**Extrait du document:**
>>>
Après cet instructif petit saut dans le passé, qui nous en a beaucoup appris sur les us et coutumes ancestrales de son pays, Vick Campbell (ah, ce bon pseudo qui sent bon le cinéma bis des années 70) revient au présent. Enfin, pas tout à fait puisque le récit se déroule en 1974. Un choix qui nous laisse à penser qu’il va y avoir des hippies, des pattes d’eph, de la marijuana, du cul, de l’alcool... et toujours des aisselles non épilées. On fait d’abord la connaissance de Jorge. A la recherche de sa sœur Miranda, il erre sur la route, en quête du monastère des Templiers (la vieille cave, suivez un peu, quoi!). La seule personne qu’il trouve pour lui indiquer son chemin est un ivrogne sirotant une bouteille vide. Le pochtron baragouine des avertissements et le traite d’inconscient, comme dans un épisode de Scoobidoo. Haussant les épaules, Jorge continue son chemin. Cette scène est donc très importante, que dis-je, primordiale, car elle nous enseigne que le monastère des Templiers, en plus de ressembler à une vieille église vue de l’extérieur (il est évident que ce n’est pas le même lieu qu’entrevu précédemment), est un endroit maudit. Des fois où l’on n’aurait pas compris... 

Jorge arrive au fameux monastère. On assiste alors à cinq bonnes minutes de vide total où un mec se balade autour d’une vieille bâtisse décrépie en gueulant «Mirrrranda! Mirrrranda!" Mirrrranda!! C’est le nom de sa sœur. On la voit d’ailleurs parfois passer dans son dos, style femelle vampire à la Jean Rollin, mais sans les éclairages (car dans ce film, tout est naturel, son direct, lumière de merde...). Dans ces moments, on a envie de gueuler «mais tourne-toi, nom de Dieu! Elle est derrière toi, ta conne de sœur!" Bref, tel Alfred Hitchcock, le cinéaste joue avec nos nerfs. Heureusement, Jorge finit par tomber sur sa frangine. On apprend alors qu’elle a perdu la parole et probablement la boule - apparemment, l’actrice, par la même occasion, a perdu son jeu. Et là, pof, d’un coup, Vick Campbell nous envoie un flashback dans la tronche.
<<<
**Consigne:**
Reprenez la critique du film de Vick Campbell juste après sa dernière phrase, sur le même ton moqueur.

**Données fournies:**
>>>
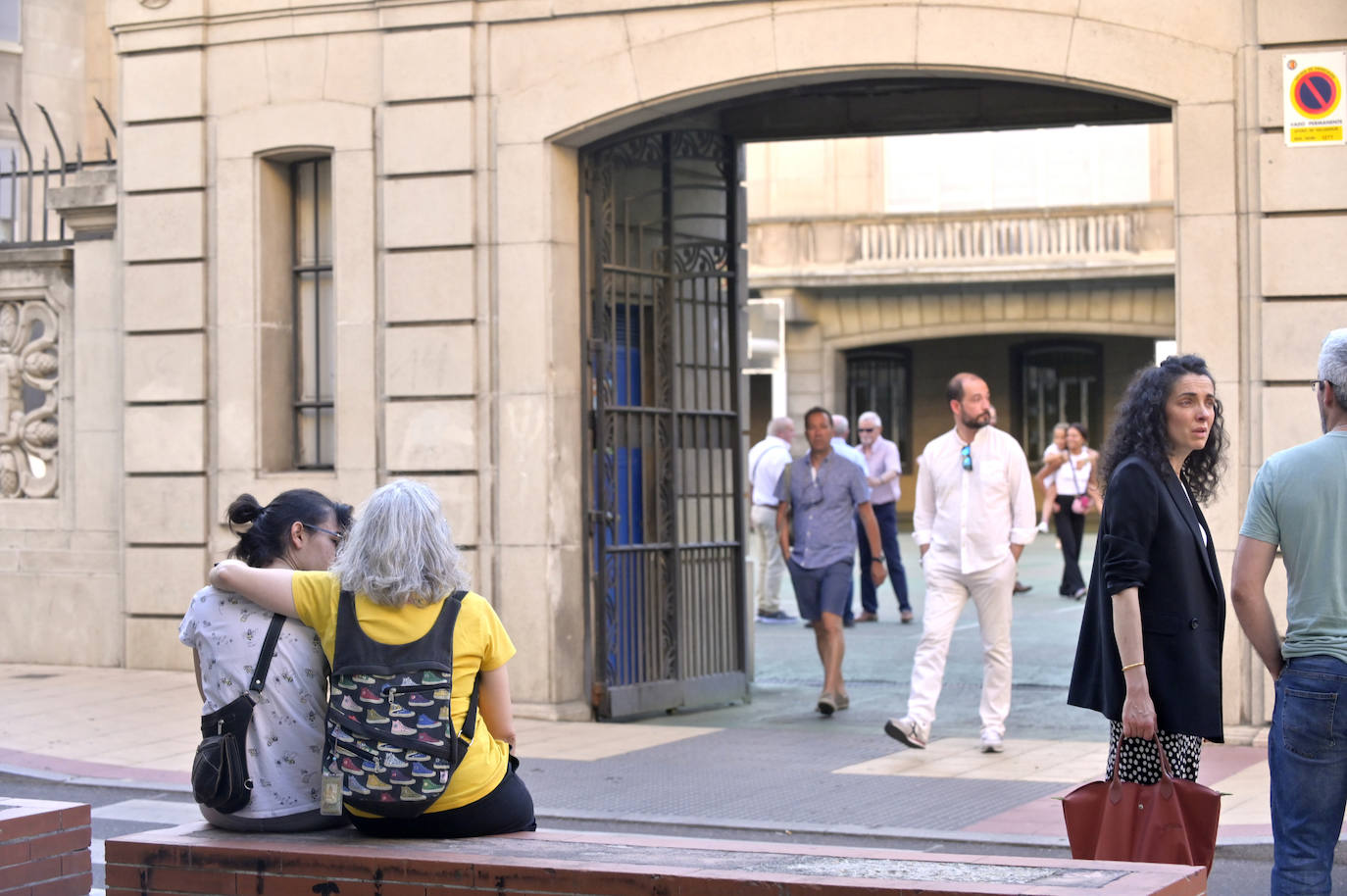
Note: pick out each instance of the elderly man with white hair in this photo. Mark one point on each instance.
(767, 461)
(884, 467)
(1299, 503)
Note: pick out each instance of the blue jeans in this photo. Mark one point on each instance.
(1307, 756)
(886, 517)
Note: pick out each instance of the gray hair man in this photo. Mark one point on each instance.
(884, 467)
(1299, 501)
(767, 461)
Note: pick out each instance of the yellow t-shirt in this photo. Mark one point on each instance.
(479, 643)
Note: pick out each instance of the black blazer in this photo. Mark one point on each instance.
(1151, 538)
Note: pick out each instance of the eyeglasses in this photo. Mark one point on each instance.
(337, 536)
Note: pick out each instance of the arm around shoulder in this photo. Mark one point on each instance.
(264, 586)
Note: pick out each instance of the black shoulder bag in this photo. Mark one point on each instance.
(220, 771)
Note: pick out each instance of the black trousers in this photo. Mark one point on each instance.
(1072, 528)
(505, 810)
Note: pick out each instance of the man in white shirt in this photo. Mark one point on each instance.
(767, 460)
(974, 514)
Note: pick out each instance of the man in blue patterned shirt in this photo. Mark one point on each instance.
(820, 496)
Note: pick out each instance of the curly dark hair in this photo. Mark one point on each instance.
(269, 527)
(1140, 427)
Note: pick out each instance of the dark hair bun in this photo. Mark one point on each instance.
(244, 510)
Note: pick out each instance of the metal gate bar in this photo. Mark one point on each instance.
(666, 523)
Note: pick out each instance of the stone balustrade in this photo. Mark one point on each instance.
(1034, 238)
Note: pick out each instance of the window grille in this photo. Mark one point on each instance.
(1061, 383)
(314, 314)
(879, 378)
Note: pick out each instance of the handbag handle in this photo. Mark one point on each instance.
(269, 647)
(1167, 781)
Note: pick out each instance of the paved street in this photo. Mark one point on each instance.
(772, 769)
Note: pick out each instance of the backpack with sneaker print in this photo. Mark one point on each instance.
(391, 738)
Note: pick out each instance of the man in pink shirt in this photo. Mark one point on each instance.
(884, 468)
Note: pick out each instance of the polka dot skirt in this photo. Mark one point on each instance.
(1141, 760)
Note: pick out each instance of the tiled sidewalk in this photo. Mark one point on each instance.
(139, 726)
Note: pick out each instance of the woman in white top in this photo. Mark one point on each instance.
(1073, 477)
(299, 529)
(1051, 461)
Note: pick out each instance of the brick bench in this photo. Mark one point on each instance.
(43, 848)
(194, 859)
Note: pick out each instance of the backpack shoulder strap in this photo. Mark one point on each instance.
(269, 648)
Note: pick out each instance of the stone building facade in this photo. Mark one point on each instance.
(478, 158)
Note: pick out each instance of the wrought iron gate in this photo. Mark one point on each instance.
(663, 335)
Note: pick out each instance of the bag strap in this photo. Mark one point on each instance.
(269, 648)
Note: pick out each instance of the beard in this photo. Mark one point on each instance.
(975, 422)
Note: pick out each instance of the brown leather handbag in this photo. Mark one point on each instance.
(1172, 821)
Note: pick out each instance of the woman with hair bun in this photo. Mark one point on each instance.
(299, 529)
(1155, 619)
(395, 578)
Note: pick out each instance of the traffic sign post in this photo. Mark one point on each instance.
(1312, 92)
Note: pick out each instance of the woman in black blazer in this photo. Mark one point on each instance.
(1149, 651)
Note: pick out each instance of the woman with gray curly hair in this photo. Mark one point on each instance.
(395, 572)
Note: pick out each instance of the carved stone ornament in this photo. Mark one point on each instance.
(28, 373)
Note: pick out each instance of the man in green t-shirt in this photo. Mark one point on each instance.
(1299, 501)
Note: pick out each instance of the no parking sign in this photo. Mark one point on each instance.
(1312, 88)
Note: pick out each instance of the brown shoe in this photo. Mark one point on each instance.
(827, 704)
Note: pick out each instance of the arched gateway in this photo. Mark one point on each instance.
(665, 283)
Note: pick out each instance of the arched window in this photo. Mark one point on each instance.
(1059, 381)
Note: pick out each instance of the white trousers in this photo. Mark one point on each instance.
(947, 590)
(770, 566)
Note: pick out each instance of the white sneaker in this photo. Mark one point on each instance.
(907, 732)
<<<
**Corrigé:**
Un flashback qui nous ramène deux jours plus tôt, chez Miranda, pour y développer drame familial à base d’inceste. A partir de ce moment, le métrage va alterner entre deux trames. Il y a celle qui conte les évènements honteux qui se déroulent chez Miranda. Elle est composée de quelques séquences d’attouchements (avec un amusant plan fesses) mais surtout d’une pluie de scènes dialoguées ultra-chiantes qui nous montrent une famille en perpétuelle dispute, et où tout se termine invariablement sur le sofa. L’autre, la trame principale, est consacrée au réveil des Templiers morts-vivants, qui vont s’attaquer à une poignée de teufeurs. C’est évidemment cette deuxième composante qui est la plus amusante. Cela débute par des plans de nuit montrant les zombies sortant de leurs tombes, façon Retour des morts-vivants, montés en alternance avec des prises de vue sur la party, où gesticulent des danseurs rigolards et ventripotents - qui se la pètent terriblement - et leurs copines aux grosses miches. C’est nul mais on commence enfin à sourire. Enfin, la référence au cinéma de De Ossorio est évidente et, aussi surprenant que cela puisse paraitre, le design des Templiers morts-vivants assez réussi. On se demande juste pourquoi ils font des bruits de chaines quand ils déplacent, tels des Caspers espagnols, et qu’elle est la raison qui les poussent à sortir de leurs tombes à ce moment précis, après des siècles de sommeil. Les effets de la musique pourrie diffusée à la fête? Qui sait? «Ou est la Sorcière?» répètent-ils à l’envi, d’une voix de lendemain de cuite. Il devrait plutôt chercher le DJ.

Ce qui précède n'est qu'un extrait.